• [Stored records]:

━━━━━━━━━━━━━━━━━━━━━━━━━━━━━━

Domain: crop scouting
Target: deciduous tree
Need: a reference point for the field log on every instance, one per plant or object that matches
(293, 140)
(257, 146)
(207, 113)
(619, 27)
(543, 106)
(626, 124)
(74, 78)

━━━━━━━━━━━━━━━━━━━━━━━━━━━━━━

All entries must be repeated verbatim.

Domain: crop scouting
Target: deciduous tree
Need: a reference point for the field log on every instance, one per plant or object that matches
(293, 140)
(257, 146)
(207, 113)
(619, 27)
(543, 106)
(626, 124)
(74, 78)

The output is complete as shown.